Rows from a dataset:
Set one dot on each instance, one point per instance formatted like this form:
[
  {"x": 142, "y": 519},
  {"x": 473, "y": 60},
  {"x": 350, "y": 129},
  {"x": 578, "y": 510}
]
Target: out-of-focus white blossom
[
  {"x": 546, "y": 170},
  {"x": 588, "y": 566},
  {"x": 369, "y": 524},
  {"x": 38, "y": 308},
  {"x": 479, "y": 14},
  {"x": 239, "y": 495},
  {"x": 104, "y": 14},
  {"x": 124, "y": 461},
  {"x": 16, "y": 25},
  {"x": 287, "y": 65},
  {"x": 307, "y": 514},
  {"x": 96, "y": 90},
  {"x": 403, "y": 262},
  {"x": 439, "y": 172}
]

Given task: Give each line of the entries above as an item in a numbered list, leaving out any blank lines.

Written response:
1. Set one dot on each instance, one point per instance formatted like this form:
2. [
3.   {"x": 142, "y": 519},
4.   {"x": 473, "y": 60},
5.   {"x": 350, "y": 129},
6.   {"x": 578, "y": 510}
7. ]
8. Target: out-of-focus white blossom
9. [
10.   {"x": 546, "y": 170},
11.   {"x": 588, "y": 566},
12.   {"x": 369, "y": 524},
13.   {"x": 38, "y": 308},
14.   {"x": 479, "y": 14},
15.   {"x": 239, "y": 495},
16.   {"x": 104, "y": 14},
17.   {"x": 124, "y": 461},
18.   {"x": 16, "y": 25},
19.   {"x": 287, "y": 65},
20.   {"x": 307, "y": 514},
21.   {"x": 96, "y": 90},
22.   {"x": 403, "y": 262},
23.   {"x": 439, "y": 172}
24. ]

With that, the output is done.